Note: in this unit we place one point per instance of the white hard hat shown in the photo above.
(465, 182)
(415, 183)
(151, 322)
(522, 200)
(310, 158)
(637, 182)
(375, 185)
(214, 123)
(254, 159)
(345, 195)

Objective
Copy out every one of the records above again, word for word and line for line.

Expected answer
Note: in this unit we place one point per instance of the white hard hat shown in the photo above.
(465, 182)
(415, 183)
(151, 322)
(522, 200)
(310, 158)
(637, 182)
(375, 185)
(214, 123)
(254, 159)
(345, 195)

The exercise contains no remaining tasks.